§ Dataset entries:
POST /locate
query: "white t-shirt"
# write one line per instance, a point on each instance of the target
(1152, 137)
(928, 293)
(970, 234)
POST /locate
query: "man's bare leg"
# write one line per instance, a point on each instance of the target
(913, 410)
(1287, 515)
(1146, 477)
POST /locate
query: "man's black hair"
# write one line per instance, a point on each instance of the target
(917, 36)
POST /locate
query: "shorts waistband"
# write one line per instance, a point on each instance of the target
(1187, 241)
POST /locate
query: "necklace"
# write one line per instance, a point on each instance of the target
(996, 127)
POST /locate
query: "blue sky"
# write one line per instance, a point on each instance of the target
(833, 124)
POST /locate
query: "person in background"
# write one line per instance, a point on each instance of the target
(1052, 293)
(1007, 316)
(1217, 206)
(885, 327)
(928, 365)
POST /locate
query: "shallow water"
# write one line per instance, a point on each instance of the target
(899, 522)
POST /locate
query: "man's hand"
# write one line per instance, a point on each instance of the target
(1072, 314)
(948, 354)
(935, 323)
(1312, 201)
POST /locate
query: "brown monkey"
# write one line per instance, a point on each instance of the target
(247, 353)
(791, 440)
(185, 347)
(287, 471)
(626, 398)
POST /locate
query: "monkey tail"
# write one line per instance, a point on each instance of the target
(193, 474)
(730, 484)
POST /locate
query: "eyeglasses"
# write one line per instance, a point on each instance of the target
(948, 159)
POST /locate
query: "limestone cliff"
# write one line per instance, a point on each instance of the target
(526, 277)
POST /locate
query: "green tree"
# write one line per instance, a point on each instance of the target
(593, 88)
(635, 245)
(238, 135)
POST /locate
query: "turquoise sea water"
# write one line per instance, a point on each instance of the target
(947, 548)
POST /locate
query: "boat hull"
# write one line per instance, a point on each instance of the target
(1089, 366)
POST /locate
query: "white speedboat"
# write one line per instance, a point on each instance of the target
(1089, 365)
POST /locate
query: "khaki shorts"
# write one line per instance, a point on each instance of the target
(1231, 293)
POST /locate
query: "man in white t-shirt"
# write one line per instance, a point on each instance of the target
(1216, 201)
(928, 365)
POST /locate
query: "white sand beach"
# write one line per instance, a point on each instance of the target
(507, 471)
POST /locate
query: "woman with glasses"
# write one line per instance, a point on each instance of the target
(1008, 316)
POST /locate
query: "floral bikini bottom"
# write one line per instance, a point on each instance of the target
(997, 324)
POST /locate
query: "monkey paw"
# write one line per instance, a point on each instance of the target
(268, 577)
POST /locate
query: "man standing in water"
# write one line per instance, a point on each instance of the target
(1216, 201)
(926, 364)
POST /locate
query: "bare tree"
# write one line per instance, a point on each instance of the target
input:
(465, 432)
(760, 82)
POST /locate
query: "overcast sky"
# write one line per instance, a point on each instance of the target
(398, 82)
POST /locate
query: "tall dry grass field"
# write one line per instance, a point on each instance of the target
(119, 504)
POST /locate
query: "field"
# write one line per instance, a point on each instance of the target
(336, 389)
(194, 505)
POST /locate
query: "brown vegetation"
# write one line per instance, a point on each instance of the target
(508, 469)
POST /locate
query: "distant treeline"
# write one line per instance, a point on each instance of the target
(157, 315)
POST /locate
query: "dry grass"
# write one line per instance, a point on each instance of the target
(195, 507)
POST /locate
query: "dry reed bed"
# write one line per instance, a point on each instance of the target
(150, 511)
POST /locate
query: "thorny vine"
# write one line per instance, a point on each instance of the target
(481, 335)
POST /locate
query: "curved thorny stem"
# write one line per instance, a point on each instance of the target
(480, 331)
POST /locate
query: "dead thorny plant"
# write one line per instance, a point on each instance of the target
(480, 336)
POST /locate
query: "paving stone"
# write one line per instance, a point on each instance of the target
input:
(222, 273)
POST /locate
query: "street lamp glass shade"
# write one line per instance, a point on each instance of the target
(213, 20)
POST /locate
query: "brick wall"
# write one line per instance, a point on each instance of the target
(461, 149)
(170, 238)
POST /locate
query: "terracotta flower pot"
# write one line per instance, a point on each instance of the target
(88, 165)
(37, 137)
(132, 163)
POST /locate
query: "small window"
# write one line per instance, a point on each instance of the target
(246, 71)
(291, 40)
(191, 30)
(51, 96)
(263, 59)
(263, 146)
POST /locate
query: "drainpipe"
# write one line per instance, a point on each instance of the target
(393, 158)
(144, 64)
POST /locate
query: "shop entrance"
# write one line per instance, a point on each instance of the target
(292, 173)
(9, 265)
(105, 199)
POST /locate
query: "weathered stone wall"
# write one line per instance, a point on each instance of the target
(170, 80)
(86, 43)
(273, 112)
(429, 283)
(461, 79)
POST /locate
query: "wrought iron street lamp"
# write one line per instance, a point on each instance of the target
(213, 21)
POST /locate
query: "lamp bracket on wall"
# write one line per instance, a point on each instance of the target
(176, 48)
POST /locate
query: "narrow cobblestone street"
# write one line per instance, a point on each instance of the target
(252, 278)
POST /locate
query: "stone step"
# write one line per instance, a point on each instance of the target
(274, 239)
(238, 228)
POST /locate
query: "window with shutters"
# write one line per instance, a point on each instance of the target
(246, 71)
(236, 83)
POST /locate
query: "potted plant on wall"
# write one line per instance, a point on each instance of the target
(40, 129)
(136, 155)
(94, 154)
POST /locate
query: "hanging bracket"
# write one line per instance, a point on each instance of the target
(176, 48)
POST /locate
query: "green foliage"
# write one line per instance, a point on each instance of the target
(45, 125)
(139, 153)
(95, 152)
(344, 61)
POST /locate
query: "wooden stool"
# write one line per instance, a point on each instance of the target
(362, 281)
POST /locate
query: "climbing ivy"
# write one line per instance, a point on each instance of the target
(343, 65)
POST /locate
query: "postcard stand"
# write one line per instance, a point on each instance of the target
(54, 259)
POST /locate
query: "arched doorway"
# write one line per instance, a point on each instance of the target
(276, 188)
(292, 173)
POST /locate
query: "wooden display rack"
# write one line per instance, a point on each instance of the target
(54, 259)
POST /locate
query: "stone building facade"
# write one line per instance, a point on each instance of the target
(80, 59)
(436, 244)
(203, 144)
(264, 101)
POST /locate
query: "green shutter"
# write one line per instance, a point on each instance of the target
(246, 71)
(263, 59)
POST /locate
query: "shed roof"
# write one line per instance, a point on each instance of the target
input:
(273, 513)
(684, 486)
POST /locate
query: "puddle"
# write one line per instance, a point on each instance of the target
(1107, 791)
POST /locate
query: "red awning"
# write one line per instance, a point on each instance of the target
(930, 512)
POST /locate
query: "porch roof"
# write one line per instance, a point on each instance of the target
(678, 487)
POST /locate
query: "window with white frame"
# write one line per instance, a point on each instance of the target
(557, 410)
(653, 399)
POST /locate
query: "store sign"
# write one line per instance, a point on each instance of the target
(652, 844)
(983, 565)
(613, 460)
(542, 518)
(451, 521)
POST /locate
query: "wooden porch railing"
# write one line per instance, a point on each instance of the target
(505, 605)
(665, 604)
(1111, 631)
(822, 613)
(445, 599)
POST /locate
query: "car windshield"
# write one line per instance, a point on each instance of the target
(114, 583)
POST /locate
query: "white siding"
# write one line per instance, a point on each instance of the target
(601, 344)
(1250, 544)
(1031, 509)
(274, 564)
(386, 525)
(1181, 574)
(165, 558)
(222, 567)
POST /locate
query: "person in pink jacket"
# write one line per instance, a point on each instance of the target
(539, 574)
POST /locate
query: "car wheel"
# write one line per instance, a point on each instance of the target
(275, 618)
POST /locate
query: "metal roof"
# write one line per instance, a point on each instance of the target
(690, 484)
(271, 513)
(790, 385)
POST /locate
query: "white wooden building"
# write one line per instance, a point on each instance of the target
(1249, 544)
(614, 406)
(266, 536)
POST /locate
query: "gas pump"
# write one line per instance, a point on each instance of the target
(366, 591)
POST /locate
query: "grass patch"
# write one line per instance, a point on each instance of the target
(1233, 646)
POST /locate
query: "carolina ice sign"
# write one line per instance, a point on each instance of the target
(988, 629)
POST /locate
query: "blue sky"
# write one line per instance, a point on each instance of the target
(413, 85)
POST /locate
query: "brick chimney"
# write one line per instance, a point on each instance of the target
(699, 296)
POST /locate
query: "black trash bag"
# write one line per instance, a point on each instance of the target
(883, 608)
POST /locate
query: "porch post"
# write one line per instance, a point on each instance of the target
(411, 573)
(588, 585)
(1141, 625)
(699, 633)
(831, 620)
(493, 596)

§ TASK:
Lines that hold "window" are the ones to copy, so pick each out from the data.

§ ANSWER BELOW:
query: "small window"
query: "window with shutters"
query: "window with white frame"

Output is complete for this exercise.